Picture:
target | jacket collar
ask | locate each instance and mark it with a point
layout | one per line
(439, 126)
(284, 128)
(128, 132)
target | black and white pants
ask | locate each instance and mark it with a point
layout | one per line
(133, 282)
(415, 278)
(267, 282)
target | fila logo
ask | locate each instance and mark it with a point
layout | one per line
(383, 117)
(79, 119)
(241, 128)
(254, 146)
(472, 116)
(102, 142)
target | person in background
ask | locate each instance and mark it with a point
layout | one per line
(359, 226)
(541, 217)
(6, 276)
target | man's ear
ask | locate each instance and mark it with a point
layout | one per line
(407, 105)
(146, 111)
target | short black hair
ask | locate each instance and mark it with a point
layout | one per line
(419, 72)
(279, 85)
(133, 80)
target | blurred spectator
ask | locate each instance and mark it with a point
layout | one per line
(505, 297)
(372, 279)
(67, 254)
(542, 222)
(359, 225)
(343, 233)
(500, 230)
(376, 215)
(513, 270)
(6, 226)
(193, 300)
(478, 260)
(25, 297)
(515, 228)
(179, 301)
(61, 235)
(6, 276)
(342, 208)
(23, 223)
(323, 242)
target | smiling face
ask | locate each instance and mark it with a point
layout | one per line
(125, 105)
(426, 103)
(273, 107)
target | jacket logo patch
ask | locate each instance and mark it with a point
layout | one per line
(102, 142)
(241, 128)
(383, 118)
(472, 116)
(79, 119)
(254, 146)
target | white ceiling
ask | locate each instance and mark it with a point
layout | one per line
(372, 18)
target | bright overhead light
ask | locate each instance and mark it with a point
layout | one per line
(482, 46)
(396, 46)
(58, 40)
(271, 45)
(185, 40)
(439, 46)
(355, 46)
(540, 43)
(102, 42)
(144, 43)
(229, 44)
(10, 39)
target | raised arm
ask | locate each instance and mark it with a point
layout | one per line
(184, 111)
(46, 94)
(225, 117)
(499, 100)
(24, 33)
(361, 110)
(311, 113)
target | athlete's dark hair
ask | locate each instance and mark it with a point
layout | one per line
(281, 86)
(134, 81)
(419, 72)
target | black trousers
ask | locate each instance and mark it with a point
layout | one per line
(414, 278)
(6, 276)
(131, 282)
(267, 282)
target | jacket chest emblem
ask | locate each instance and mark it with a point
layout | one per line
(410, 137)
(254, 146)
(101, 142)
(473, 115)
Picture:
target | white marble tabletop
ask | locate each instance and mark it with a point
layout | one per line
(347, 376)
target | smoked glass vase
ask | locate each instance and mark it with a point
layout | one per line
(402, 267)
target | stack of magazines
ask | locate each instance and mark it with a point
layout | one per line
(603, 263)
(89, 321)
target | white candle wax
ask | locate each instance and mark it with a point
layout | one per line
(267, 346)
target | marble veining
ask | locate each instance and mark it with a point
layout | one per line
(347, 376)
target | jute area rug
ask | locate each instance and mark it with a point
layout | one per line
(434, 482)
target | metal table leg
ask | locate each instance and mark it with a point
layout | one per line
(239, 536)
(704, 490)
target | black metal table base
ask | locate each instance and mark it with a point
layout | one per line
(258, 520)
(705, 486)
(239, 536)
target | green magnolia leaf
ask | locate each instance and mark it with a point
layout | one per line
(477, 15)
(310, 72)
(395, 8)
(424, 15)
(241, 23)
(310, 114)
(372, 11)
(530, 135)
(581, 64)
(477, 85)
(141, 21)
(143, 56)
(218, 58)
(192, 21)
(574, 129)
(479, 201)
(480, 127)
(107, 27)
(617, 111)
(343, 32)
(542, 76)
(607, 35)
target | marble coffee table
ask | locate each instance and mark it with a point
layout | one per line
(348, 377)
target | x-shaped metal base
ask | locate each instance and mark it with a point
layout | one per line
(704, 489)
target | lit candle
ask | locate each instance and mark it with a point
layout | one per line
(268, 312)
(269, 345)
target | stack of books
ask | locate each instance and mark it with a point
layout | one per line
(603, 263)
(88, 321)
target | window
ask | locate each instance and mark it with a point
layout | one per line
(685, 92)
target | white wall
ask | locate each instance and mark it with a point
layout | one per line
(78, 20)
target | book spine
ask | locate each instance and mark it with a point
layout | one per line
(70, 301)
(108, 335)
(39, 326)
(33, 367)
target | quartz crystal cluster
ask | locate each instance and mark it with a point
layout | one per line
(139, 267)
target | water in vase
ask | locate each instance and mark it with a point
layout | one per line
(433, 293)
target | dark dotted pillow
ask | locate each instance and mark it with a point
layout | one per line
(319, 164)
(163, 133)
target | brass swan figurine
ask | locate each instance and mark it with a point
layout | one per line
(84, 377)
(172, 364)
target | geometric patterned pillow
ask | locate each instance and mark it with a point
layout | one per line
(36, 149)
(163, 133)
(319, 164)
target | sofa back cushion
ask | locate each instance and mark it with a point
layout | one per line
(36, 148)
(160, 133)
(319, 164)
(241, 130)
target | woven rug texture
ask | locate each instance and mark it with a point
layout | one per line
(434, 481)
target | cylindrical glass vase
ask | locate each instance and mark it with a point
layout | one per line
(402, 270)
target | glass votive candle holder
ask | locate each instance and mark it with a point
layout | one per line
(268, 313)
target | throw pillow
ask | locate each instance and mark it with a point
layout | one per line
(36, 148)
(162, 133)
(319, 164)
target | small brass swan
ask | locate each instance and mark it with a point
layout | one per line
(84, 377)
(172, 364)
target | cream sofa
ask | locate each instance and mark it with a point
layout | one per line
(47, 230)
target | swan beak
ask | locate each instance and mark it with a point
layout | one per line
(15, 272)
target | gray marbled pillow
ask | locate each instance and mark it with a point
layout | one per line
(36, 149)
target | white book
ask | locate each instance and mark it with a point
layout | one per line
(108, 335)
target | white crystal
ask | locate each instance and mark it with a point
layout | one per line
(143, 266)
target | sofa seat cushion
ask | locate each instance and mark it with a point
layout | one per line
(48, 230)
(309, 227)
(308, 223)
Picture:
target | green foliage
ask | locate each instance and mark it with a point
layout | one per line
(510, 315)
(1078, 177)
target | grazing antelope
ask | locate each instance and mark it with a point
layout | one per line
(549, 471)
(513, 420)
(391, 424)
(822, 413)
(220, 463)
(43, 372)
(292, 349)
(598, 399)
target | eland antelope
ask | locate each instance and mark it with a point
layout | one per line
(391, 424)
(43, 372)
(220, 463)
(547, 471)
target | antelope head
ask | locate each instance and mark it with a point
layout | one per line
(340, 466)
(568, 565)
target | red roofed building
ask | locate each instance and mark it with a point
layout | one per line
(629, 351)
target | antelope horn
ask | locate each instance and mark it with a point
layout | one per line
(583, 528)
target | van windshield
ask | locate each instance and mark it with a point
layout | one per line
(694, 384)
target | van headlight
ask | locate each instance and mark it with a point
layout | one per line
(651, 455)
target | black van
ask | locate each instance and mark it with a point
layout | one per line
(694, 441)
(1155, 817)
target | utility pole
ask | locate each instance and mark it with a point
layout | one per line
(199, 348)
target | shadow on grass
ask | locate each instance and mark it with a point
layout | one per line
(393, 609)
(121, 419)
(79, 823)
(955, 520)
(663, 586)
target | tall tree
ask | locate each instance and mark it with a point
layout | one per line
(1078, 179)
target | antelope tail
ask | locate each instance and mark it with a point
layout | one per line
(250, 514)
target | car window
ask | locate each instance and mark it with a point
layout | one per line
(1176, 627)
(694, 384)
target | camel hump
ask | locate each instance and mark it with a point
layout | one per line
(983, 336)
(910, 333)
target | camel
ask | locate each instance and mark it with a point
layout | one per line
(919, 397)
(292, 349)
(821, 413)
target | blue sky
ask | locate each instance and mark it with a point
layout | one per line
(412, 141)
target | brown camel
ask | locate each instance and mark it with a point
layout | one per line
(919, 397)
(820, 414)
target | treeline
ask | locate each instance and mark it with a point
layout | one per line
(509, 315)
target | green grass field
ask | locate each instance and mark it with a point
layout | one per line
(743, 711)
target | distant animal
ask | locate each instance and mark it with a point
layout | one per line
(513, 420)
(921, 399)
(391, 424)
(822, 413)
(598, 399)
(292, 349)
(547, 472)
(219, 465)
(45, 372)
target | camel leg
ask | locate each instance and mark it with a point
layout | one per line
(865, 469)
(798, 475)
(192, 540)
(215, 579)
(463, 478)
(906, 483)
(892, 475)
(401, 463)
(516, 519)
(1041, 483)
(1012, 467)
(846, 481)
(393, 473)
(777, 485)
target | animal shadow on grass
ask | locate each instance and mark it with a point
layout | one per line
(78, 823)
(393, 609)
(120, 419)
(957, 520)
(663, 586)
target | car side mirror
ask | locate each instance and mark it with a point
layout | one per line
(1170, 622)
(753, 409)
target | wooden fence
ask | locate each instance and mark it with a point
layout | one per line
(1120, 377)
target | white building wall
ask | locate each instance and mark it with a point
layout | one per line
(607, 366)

_HOW TO COMPLETE THIS TASK:_ Filter the records down to the lines that contain the string "swan", and copy those lines.

_TASK SOLUTION:_
target | brass swan figurine
target | small brass swan
target | swan beak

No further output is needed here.